Page extract
+++
Argentina President Javier Milei stepped back from an austerity-only policy line and pledged to expand social expenditure. Facing a political crisis after a recent rout in local elections and allegations of corruption involving a family member, he lowered his profile unusually ahead of the midterm elections in October, asking voters to "be patient."

President Javier Milei of Argentina. /Courtesy of Yonhap News

According to the Financial Times (FT), Milei on the 15th (local time) unveiled the 2026 budget proposal, announcing plans to increase pension, education, and health budgets by 5%, 8%, and 17%, respectively, above the inflation rate. He said, "It took great effort to get here," and emphasized, "The road is rough, but the direction is right."

However, he reaffirmed a firm commitment to fiscal balance, making clear that he has not abandoned the austerity line itself.

The announcement contrasts with his previous moves repeatedly rejecting opposition-led bills in Congress to expand social expenditure. Milei won the presidency in 2023 on a "chainsaw reform" pledge to cut out Argentina's ills, earning more than 50% high approval with aggressive expenditure cuts. As he pushed welfare cuts, government restructuring, and deregulation, he is credited with lowering Argentine inflation from 289% in April 2024 to 34% in August this year.

However, as the recovery has recently slowed and even the economy as felt by ordinary people has worsened, fueling public discontent, Milei appears to have pulled the expenditure card to tamp it down.

In particular, analysts say the crushing defeat in the Buenos Aires provincial elections, where about 40% of Argentina's population lives, likely dealt a major blow to Milei. In elections held 4th, the ruling party took 33.71% of the vote, receiving a devastating report card that trailed the leftist Peronist coalition Fuerza Patria, which recorded 47.28%, by more than 13 percentage points. In the fallout, the Merval index, Argentina's main stock index, plunged 13.25% from the previous day, the peso exchange rate jumped more than 5% intraday, and Government Bonds prices fell more than 10%, underscoring the jittery mood.
+++
Record extracts
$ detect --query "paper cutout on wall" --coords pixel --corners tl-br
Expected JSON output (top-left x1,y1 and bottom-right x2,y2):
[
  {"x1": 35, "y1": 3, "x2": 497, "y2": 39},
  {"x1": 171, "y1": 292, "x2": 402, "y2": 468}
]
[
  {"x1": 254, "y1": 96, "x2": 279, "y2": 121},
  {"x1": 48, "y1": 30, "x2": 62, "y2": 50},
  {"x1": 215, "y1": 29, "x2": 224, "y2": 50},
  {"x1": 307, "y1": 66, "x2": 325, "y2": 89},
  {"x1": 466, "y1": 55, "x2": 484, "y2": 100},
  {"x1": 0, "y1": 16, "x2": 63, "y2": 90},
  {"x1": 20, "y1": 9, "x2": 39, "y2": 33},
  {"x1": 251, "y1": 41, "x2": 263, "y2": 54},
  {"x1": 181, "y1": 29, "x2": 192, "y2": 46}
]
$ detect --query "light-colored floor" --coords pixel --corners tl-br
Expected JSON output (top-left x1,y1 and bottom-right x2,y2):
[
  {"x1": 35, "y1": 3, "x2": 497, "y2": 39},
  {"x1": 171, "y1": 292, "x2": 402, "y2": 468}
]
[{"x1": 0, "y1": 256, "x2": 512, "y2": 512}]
+++
Work instructions
• a. Write out the passage of the article on Javier Milei's budget pledge from "However, as the" to "tamp it down.".
• b. According to the article on Javier Milei's budget pledge, what share of the vote did the ruling party receive in the Buenos Aires provincial elections?
• c. Extend the article on Javier Milei's budget pledge, picking up after its final sentence.

Task answers
• a.
However, as the recovery has recently slowed and even the economy as felt by ordinary people has worsened, fueling public discontent, Milei appears to have pulled the expenditure card to tamp it down.

• b. 33.71%

• c.
Allegations that the president's younger sister, who also serves as chief of staff, took bribes also poured fuel on public anger. According to local media, last month the Argentine government asked pharmaceutical companies to provide 8% of contract sums as a rebate when purchasing public medical supplies for people with disabilities, and an audio recording was released alleging that Chief of Staff Karina Milei would take 3% of that amount.

Karina is the president's only younger sister and is regarded as a power broker who played a major role in making her brother president.

In the budget plan, Milei projects a primary fiscal surplus of 1.5% of gross domestic product (GDP) next year and a 0.3% surplus including liability interest. But that falls short of the 1.6% surplus target the government set in Apr. when it signed a $20 billion loan deal with the International Monetary Fund (IMF), and it is well below the IMF's medium-term target of 2.5%.

The shift in public sentiment also shows in approval ratings. Milei's approval fell by 8 percentage points in just one month between Jul. and Aug., dropping below 40% for the first time. Sheila Bilker, a director at polling firm TresPuntoZero, warned, "In the past, there was a widespread belief that if we held on, things would get better, but now that hope is starting to vanish."

However, it is uncertain whether the belated stopgap can overturn the midterm landscape. The ruling party must secure at least 40% of the vote in next month's midterms, and some believe the low turnout in this legislative election could work in Milei's favor.

Lucas Romero, head of the political consulting firm Synopsis, noted, "A strategy that touts fiscal balance as a cure-all will lose force if people do not feel it."